## Tarefa proposta 1
Com base no texto sobre as correntes do Oceano Atlântico, responda:
(a) Ao chegar à altura de que local grande parte da água fria é desviada na direção geral Leste?
(b) Quantos anos tem o modelo das correntes oceânicas mencionado?
(c) Que instituição financiou a pesquisa?
## Tarefa proposta 2
Dê continuidade ao texto sobre as correntes do Oceano Atlântico a partir do ponto em que ele termina.

## Trecho citado
------------------------------------
Rota misteriosa vai complicar a modelagem de mudanças climáticas

Por Monte Basgall

Quarta-feira, 13 de maio de 2009

O modelo familiar das correntes do Oceano Atlântico que mostram uma nítida “cor­reia transportadora” de águas frias e profundas fluindo na direção Sul a partir do Mar de Labrador, provavelmente está todo errado.

Uma nova pesquisa realizada pela Universidade Duke e a Instituição Oceano­gráfica Woods Hole se baseou em uma esquadra de bóias sofisticadas para mos­trar que grande parte dessa água, que se origina no mar entre a Terra Nova e a Groenlândia, é desviada na direção geral Leste quando chega à altura do Sul do estado de Massachusetts. A partir daí, ela se dispersa para as profundezas de maneiras complexas que são difícieis de seguir.

O modelo – já com 50 anos – das correntes oceâncias mostrava essa corrente sub­­marina de águas frias no sentido Sul como se formasse um laço contínuo com a familiar corrente de águas quentes que vai para o Norte na superfície, a Corrente do Golfo.

“Todos sempre pensaram que essa corrente profunda funcionasse como uma cor­reia transportadora, mas nós dizemos que esse conceito não é mais viável”, afirma a oceanógrafa da Duke Susan Lozier. “Portanto, vai ser mais difícil medir esses sinais de mudanças climáticas no oceano profundo”.

E, uma vez que se acredita que a corrente fria de Labrador influencia e até que talvez sirva como moderador para as mudanças climáticas causadas pelas atividades humanas, esta descoberta pode afetar os trabalhos de todos os que traçam prognósticos sobre o aquecimento global em todo o mundo.

Amy Bower, da Woods Hole, declarou: “Para aprender mais sobre como as águas frias e profundas se espalham, vamos precisar realizar mais medições dentro do oceano profundo e não só junto à costa, onde se pensava antes que as águas frias ficavam confinadas”.

Lozier, uma professora de oceanografia física na Escola Nicholas de Meio- Ambiente da Duke, e Bower, uma cientista senior no departamento de oceano­grafia física da Woods Hole, são as autoras de um relatório sobre as desco­bertas que será publicado na edição de 14 de maio da Nature.

A pesquisa foi financiada pela Fundação Nacional de Ciências (NSF).
------------------------------------
## Registros fornecidos
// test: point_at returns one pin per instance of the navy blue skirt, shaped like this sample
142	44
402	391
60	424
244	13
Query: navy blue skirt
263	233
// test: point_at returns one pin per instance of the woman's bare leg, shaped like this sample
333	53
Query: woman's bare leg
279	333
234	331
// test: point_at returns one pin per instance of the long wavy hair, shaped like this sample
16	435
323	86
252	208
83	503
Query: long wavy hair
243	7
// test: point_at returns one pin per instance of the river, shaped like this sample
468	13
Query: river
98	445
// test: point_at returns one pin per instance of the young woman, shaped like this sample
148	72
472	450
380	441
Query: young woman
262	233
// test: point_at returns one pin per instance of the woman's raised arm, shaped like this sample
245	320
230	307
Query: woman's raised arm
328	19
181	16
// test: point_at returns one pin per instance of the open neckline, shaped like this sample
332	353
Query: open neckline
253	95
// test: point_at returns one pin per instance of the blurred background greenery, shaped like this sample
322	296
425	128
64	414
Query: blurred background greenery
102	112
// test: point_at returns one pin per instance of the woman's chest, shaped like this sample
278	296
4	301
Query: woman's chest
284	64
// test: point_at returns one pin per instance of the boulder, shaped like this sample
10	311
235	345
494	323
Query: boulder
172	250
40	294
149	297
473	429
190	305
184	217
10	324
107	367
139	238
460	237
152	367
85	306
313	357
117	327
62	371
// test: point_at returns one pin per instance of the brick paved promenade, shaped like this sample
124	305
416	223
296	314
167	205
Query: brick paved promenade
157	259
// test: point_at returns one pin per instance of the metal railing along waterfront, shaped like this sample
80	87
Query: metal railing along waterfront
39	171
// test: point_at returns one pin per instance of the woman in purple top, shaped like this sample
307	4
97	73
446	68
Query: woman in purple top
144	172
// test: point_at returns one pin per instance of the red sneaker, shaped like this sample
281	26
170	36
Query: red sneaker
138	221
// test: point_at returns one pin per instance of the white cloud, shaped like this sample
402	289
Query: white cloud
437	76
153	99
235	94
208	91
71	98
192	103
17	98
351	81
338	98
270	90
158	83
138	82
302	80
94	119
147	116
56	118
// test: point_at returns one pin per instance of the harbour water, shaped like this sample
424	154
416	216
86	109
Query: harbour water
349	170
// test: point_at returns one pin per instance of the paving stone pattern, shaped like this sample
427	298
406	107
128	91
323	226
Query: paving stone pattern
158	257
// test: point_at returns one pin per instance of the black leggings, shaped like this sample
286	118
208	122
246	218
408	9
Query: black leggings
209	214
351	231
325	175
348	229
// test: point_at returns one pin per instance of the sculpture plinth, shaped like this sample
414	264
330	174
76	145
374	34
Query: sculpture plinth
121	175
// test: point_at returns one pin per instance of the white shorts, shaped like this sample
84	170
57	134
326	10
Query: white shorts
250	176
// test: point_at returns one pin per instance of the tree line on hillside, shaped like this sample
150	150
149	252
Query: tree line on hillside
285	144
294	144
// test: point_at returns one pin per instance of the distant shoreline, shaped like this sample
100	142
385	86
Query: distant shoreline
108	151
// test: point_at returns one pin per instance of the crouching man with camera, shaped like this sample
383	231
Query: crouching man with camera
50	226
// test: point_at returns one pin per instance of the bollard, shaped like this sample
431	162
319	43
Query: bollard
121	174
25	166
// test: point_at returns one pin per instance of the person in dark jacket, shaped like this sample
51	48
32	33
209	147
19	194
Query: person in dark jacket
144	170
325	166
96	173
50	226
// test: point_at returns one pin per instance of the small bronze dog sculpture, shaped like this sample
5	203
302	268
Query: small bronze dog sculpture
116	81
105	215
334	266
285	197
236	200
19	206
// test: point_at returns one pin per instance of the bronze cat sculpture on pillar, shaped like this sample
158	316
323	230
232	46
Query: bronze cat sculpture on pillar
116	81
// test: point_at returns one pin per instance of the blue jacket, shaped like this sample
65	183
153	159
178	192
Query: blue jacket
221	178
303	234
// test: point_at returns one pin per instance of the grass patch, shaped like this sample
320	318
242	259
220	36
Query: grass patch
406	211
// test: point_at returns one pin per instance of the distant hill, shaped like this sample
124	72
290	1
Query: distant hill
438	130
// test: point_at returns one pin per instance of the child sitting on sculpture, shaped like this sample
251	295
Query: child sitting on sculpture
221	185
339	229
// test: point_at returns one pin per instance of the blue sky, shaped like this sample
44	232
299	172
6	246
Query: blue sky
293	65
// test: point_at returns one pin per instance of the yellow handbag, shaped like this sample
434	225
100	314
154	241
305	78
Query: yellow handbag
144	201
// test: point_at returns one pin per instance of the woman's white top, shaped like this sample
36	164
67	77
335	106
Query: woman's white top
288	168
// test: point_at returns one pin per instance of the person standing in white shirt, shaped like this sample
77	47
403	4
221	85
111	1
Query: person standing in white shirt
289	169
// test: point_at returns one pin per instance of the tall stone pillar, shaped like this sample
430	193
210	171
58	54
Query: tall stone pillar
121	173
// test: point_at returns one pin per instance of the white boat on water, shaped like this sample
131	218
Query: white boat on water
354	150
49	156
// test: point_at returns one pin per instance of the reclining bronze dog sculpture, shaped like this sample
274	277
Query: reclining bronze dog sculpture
------------------------------------
## Resultado final 1
(a) À altura do Sul do estado de Massachusetts.
(b) 50 anos.
(c) A Fundação Nacional de Ciências (NSF).

## Resultado final 2
Os climatologistas prestam atenção ao Mar do Labrador porque ele é um dos pontos de partida de um padrão global de circulação que transporta a água fria do Norte para o Sul, tornando os trópicos um pouco mais frios, e retorna a água quente pela superfície, através da Corrente do Golfo, para moderar as tempe­raturas da Europa do Norte.

Uma vez que as previsões dizem que os efeitos do aquecimento global devem ser ampliados nas latitudes mais altas, isto torna o Mar de Labrador um foco de atenção mais importante ainda. Lá, as águas da superfície absorvem o dióxido de carbono atmosférico que captura calor. E uma quantidade substancial desse CO2 é então levado por debaixo d’água, onde ele não pode mais aquecer o clima da Terra.

“Nós sabemos que uma boa parte do dióxido de carbono produzido pelas atividades humanas desde a Revolução Industrial está agora nas profundezas do Atlântico Norte”, lembra Lozier. E, de cambulhada, vão as variações na tem­peratura das águas que têm origem no mesmo ponto do Mar de Labrador.

A questão é: como esses sinais de mudanças climáticas se espalham mais para o Sul? Os oceanógrafos sempre pensaram que toda essa água do Mar de Labra­dor se movesse para o Sul ao longo do que é chamado de Corrente Profunda Limí­trofe Ocidental (Deep Western Boundary Current  = DWBC), que abraça a plataforma continental Leste da América do Norte até a Flórida e daí segue para o Sul.

Porém, estudos realizados na década de 1990, usando bóias submersíveis que seguiam as correntes submarinas, “mostraram haver poucos indícios de que exis­tisse uma vazão das águas do Mar de Labrador para a Deep Western Boundary Current (DWBC),” dizia um relatório da Nature.

Os cientistas contestaram esses estudos anteriores, entretanto, em parte por­que as bóias tinham que retornar à superfície para relatar suas posições e ob­ser­vações para receptores montados em satélites. Isso significava que “os dados poderiam ter sido distorcidos pelas correntes da superfície do oceano quando subiam periodicamente”, acrescentava o relatório.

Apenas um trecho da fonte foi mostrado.